[Entries from a pointing dataset]
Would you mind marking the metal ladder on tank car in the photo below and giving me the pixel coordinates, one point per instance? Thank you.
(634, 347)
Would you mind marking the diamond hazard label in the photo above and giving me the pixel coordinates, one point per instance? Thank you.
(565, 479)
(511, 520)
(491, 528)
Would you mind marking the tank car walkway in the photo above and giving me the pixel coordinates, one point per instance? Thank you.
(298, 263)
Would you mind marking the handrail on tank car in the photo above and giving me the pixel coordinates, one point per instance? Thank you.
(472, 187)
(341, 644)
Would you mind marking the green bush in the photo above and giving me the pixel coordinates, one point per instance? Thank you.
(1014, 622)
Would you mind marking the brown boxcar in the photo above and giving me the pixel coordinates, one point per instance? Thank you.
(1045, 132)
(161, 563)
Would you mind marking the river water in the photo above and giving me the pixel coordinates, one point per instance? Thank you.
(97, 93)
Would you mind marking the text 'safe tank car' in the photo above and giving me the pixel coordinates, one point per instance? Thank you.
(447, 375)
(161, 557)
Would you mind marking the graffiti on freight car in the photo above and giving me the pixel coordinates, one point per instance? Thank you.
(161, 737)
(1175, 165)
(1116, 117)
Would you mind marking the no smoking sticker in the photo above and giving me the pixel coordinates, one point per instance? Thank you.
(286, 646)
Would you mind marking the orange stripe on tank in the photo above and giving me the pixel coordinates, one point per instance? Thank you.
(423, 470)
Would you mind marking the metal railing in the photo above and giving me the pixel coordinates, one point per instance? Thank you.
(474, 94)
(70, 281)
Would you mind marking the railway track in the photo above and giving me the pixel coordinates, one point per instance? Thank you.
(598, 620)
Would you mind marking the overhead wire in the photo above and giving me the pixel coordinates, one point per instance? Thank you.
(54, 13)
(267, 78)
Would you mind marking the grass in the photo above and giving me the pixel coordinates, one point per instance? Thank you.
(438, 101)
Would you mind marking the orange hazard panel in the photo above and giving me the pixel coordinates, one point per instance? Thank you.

# Written exercise
Reproduce all of the data above word for word, without changing anything.

# Complete answer
Would you mind marking the metal ladder on tank car in the photo below and giving me the pixel coordinates, one point per instance? Thank you.
(634, 347)
Would you mind marking the diamond hazard label in the photo above and giving me the pixel coordinates, one point per instance? Thank you.
(565, 479)
(511, 520)
(491, 528)
Would you mind marking the tank car walkway in the photo above and giving me the pixel coordinates, one point per instance? Thank you.
(298, 263)
Would you mind marking the handrail on tank car in the photo above and giving me the pixel coordinates, one point per instance? Thank you.
(472, 187)
(341, 644)
Would you mind marking the green bush in the photo above and giving me the pixel coordinates, one point per instance? Thank you.
(1014, 622)
Would you mind marking the brown boxcar in the photo above and giving me the pixel coordinates, one point per instance? Thank you.
(1045, 132)
(161, 563)
Would you mind marking the river water in the photo above and giving me the pixel coordinates, one point per instance? Thank you.
(97, 93)
Would you mind marking the text 'safe tank car' in the photo above and giving me the pixel coordinates, one point per instance? Thank you.
(447, 375)
(161, 557)
Would you mind marking the graffiti on freight car in the photo above and giving me the pixel coordinates, one point per instance? Thank you.
(161, 737)
(1175, 165)
(1116, 117)
Would you mind marking the no smoking sticker in the photo above and giving me the pixel coordinates, one point per instance? Thank you.
(286, 646)
Would you mind marking the orange stripe on tank in the photo above and giving me the pixel coordinates, one point per instance? Thank you.
(423, 470)
Would you mind marking the metal railing in the photo above and giving me the pixel coordinates, one point per instance? Thank you.
(474, 94)
(70, 281)
Would you mind marking the railway track in the photo above and giving me the pixel coordinates, one point per instance? Thank you.
(598, 620)
Would you mind marking the overhead wire in the photo above and giving me the pixel coordinates, one point per instance? Thank you.
(54, 13)
(267, 78)
Would you mind marking the grass in the photo above and giving me the pixel coordinates, one point per instance? Thank you.
(438, 101)
Would you mind marking the orange hazard panel in the photo above and giving me the pixel coordinates, one point per instance? Thank you.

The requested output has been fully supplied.